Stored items
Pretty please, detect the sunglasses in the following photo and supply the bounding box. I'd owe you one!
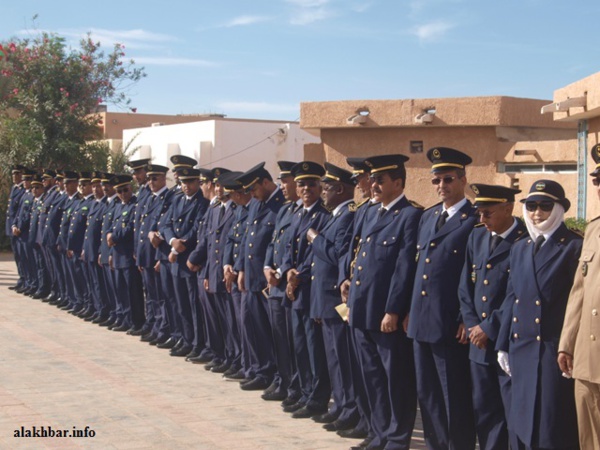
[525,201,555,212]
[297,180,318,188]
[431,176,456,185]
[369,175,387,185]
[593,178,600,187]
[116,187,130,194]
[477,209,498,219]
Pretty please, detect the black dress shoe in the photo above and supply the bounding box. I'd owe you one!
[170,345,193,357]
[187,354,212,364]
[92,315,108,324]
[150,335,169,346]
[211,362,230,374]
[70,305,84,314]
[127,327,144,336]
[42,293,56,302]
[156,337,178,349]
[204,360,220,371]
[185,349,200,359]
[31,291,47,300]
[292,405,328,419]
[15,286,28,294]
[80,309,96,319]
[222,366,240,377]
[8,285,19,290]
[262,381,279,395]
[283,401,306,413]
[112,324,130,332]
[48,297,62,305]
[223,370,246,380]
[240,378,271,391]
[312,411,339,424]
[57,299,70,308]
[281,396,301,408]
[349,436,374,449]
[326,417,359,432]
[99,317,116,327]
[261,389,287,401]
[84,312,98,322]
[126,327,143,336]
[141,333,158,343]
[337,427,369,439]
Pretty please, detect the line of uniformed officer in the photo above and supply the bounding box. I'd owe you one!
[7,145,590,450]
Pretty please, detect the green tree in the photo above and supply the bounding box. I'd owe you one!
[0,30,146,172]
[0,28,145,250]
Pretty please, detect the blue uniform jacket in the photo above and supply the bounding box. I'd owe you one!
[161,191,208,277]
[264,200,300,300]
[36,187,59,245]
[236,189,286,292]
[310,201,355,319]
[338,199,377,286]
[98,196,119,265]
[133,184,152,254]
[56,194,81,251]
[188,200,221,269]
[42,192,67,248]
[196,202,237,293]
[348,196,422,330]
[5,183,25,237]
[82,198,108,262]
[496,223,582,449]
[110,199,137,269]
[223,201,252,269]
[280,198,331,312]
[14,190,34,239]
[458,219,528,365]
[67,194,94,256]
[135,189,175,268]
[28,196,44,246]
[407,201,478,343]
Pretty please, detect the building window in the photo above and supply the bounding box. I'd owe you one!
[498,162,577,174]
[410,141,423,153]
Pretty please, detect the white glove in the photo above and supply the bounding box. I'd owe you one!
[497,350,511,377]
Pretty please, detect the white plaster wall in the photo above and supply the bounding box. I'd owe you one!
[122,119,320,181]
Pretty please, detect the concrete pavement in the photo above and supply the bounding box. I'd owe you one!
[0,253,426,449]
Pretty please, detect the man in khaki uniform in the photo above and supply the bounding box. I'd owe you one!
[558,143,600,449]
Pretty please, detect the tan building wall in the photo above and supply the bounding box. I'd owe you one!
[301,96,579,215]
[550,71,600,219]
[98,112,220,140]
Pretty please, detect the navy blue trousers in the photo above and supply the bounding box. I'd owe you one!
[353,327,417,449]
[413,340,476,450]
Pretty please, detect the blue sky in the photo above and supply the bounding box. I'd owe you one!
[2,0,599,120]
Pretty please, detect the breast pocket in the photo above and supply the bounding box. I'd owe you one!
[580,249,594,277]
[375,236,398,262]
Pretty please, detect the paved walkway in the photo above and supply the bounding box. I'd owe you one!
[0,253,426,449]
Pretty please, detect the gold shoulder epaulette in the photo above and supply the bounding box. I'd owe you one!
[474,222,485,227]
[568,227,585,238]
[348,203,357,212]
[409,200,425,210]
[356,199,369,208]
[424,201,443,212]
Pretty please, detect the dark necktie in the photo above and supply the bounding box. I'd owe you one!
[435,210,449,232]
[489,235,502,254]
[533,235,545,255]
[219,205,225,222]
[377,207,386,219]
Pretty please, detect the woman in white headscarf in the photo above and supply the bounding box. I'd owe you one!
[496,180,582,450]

◆ WHAT TO DO: For every entry above, please output the text exactly and leave any picture behind.

◆ SOLUTION TO THE PROBLEM:
Pretty please, detect the sunglasses in the following photo and supply the bounding box. I'd owe you one!
[525,201,555,212]
[297,180,318,188]
[431,176,456,185]
[369,175,387,185]
[593,178,600,187]
[116,187,130,194]
[477,209,498,219]
Pretty please, detect the black dress shoe in the photo above and supply the bounding box. I'd owe you one!
[170,345,193,357]
[187,354,212,364]
[92,315,108,324]
[150,335,169,346]
[211,362,230,374]
[70,305,84,314]
[127,327,144,336]
[42,293,56,302]
[156,337,178,349]
[204,360,220,371]
[185,349,200,359]
[31,291,47,300]
[292,405,328,419]
[15,286,28,294]
[80,309,96,319]
[222,366,240,377]
[8,285,19,290]
[262,381,279,395]
[283,401,306,413]
[112,324,130,332]
[48,297,62,305]
[223,370,246,380]
[240,378,271,391]
[312,411,339,424]
[57,299,70,308]
[281,396,301,408]
[349,436,374,449]
[326,417,359,432]
[99,317,116,327]
[261,389,287,401]
[84,312,98,322]
[126,327,143,336]
[141,333,158,343]
[337,427,369,439]
Pretty please, detect the line of uniformed officer in the photo above and supply the bounding box. I'd owe you one!
[7,145,590,450]
Pretty please, detect the green tree in the photo above and supply the bounding box. I'd owe you one!
[0,30,146,172]
[0,28,145,250]
Pretty please, detect the blue uniform jacket in the photo above and supply the bounding box. I'd owe you one!
[161,191,208,277]
[264,200,300,300]
[36,187,59,245]
[236,189,286,292]
[310,201,355,319]
[338,199,377,286]
[98,196,119,265]
[133,184,152,254]
[56,194,81,251]
[188,200,221,269]
[42,192,67,248]
[196,202,237,293]
[348,196,422,330]
[5,183,25,237]
[82,198,108,262]
[496,223,582,449]
[110,199,137,269]
[223,201,252,269]
[280,198,331,312]
[14,190,34,239]
[458,219,528,365]
[67,194,94,256]
[135,189,175,268]
[28,196,44,246]
[407,201,478,343]
Pretty please, detect the building window in the photo above and supply the bounding box. I'd owe you one!
[498,162,577,174]
[410,141,423,153]
Pretty please, detect the white glove in the photo above and supply the bounding box. I'd owe you one!
[497,350,511,377]
Pretty please, detect the white plaster wall in the photo above and supply the bounding box. I'd owe you one!
[122,119,320,181]
Pretty please, detect the concrete pavement in the photo above and supply the bounding box. I'd owe you one!
[0,253,426,449]
Pretty please, detect the man in khaki uniform in the photo above and supply the bounding box. I'd owe you one!
[558,143,600,449]
Pretty please, detect the tan building wall in the photo above and supply the bounding box. I'd owe you one!
[301,96,579,215]
[550,71,600,219]
[98,112,220,140]
Pretty please, detect the navy blue trousers in the photo above and supply the bounding box. I'd owe you one!
[353,327,417,449]
[413,340,476,450]
Pretty please, detect the blue sky in the photo above and supply the bounding box. I'd owe you one!
[2,0,599,120]
Pretty please, detect the breast pocket in the photo above and supply the bounding box. I'd owe you one!
[580,249,594,277]
[375,236,398,262]
Pretty please, detect the paved walkway in the photo above and supply the bounding box. I'd owe you one!
[0,253,426,449]
Pretty please, detect the gold shoulder epaulette in the photo above and supply the bounding box. I'd owe you one!
[474,222,485,227]
[568,227,585,238]
[348,203,357,212]
[409,200,425,210]
[356,199,369,208]
[424,201,443,212]
Pretty please, detect the dark necktie in the photo above and supply the bounding box. I'd owe you one!
[435,210,449,232]
[489,235,502,254]
[533,235,545,255]
[219,205,225,222]
[377,207,386,219]
Pretty please, detect the woman in white headscarf in the photo above and supply the bounding box. I'd owe you one!
[496,180,582,450]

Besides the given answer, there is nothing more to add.